→ **Work to do**: According to the discussion of contractor markup, what should materials and subs be marked up for?

→ **Passage shown**:
* start *
Labor + [ ( Materials + Subcontracts ) x markup ] = amount of invoice
i get a lot less hassle.... and of course.... i own the liability for subcontracts and the materials... so risk = reward..
if the owner wants to hire his own subs... and buy his own materials .. what does he need me for ?Mike Smith Rhode Island : Design / Build / Repair / Restore
MikeSmith- you used the plumber analogy.. not a good or valid comparison..
you and i both know that a journeyman carpenter is a high value skill.. but there is no certification for that in our areas..
Your saying the the licensing certification that plumbers go through accounts for the cost difference which just isn't true. Having worked as a business consultant with a few plumbers now I've seen their books and the cost of certification is negligible when amortized. It might add Value which is something you can charge for but it doesn't add Cost which is something you have to charge for.
The reason plumbing contractors are getting their rate and carpentry contractors are not is perhaps three-fold.
A large percentage of plumbing contractors have historical been using Capacity (PROOF) Based Markup for longer than carpentry contractors or GCs have. Probably because they are in a service based business where they are not necessarily providing the materials.
Due to licensing and certification there is a higher bar for entry into the plumbing trade as a business owner so they are often more business savvy than a lot of the neophyte carpentry and GC contractors out there so they know what they have to charge based on their real numbers rather than on what they think or hear "the going rate" is.
They do a better job of selling the value proposition that the neophyte carpentry and GC contractors.
"as for marking up "materials & subs " in a T&M contract..
of course you should do it.. any contribution to overhead reduces the contribution you need to make from any other sector.."
But the problem with that thinking (which is the thinking behind the Estimated Total Volume Based Markup method) is that you can't really accurately predict how much materials and subs you will sell in a year where you can make reasonable predictions regarding you labor costs so basing any of your Overhead Recovery on something as uncertain as the sales of materials & subs introduces variability and risk. So why do it? Markup up materials and subs for Net Profit, not the recovery of the overhead segment of your Gross Profit. It's too risky and limiting.
since we have decades of acceptance by the public of marking up subs & materials, not to do so forces you to raise your "published rates" for labor.. just one more objection to overcome in the sale..
* end *
→ **Listing**:
* start *
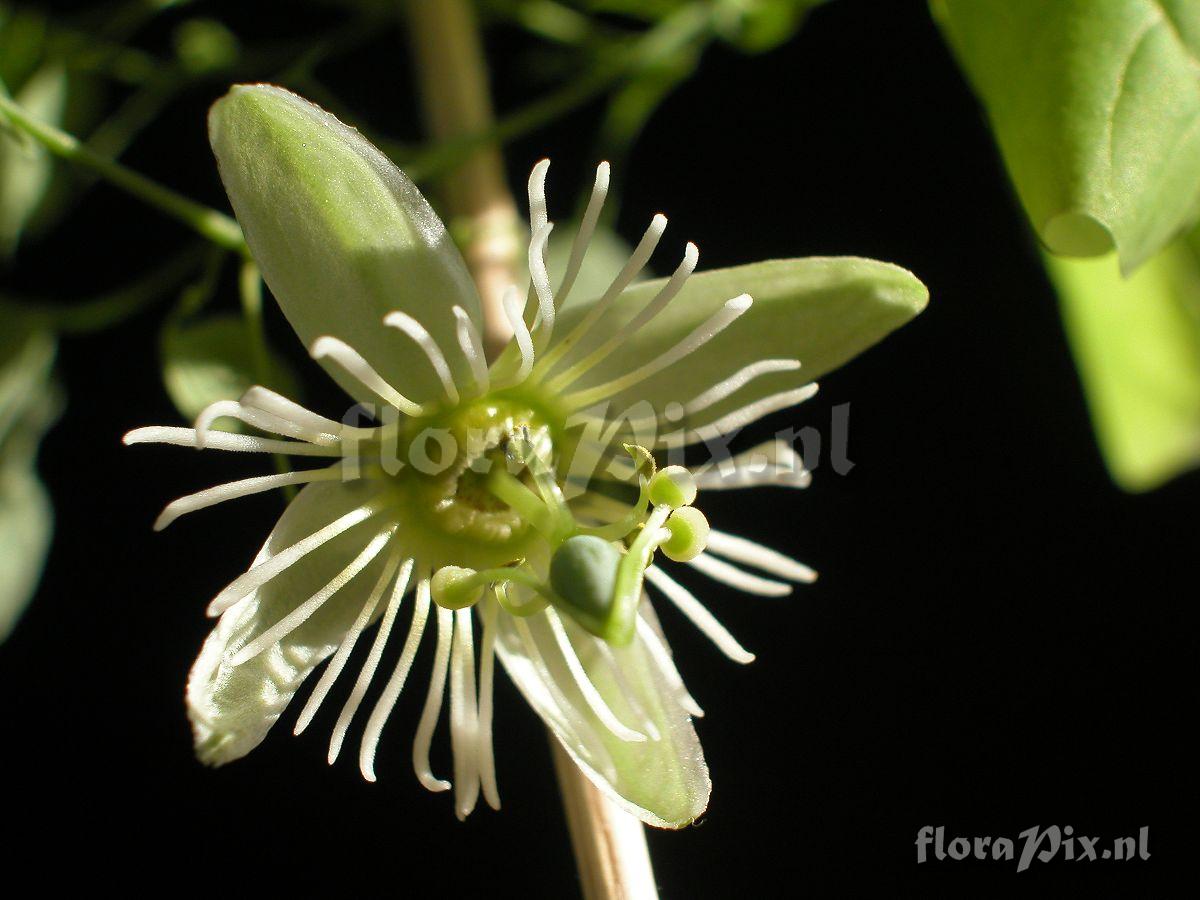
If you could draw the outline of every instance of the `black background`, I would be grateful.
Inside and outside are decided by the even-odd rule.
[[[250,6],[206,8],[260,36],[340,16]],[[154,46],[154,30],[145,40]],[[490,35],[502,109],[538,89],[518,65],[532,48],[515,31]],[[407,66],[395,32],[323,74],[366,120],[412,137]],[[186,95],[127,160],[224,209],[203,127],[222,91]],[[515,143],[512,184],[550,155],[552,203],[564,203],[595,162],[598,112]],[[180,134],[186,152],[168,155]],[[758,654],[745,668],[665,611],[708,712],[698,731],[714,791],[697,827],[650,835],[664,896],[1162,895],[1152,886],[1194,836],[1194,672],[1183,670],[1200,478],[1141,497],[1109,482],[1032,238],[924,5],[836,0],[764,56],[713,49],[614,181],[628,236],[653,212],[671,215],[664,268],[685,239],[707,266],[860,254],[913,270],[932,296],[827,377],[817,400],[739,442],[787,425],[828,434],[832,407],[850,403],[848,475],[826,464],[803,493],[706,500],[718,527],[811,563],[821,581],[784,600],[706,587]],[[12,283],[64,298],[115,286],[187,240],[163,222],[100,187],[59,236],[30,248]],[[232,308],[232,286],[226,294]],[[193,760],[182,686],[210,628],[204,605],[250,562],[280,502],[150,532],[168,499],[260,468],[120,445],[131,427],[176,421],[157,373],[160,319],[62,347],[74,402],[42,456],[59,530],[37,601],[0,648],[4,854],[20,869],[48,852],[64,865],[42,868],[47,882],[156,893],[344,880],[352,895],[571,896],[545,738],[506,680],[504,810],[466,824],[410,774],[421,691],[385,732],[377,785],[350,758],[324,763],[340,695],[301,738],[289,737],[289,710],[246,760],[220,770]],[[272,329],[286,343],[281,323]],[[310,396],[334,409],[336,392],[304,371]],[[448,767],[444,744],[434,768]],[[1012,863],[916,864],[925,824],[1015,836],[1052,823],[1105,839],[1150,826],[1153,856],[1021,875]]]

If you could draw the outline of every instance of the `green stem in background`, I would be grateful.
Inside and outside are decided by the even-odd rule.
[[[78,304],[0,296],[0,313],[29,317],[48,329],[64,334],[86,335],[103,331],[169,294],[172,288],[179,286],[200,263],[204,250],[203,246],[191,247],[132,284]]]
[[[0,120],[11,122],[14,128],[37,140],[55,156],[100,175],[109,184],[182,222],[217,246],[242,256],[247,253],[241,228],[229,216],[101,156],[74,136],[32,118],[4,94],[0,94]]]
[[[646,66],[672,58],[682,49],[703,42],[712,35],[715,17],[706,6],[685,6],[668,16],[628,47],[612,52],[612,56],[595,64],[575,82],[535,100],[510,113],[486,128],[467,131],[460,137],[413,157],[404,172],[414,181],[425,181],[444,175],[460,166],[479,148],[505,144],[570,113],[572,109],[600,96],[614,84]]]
* end *
→ **Result for this exercise**: Net profit, not recovering the overhead segment of gross profit.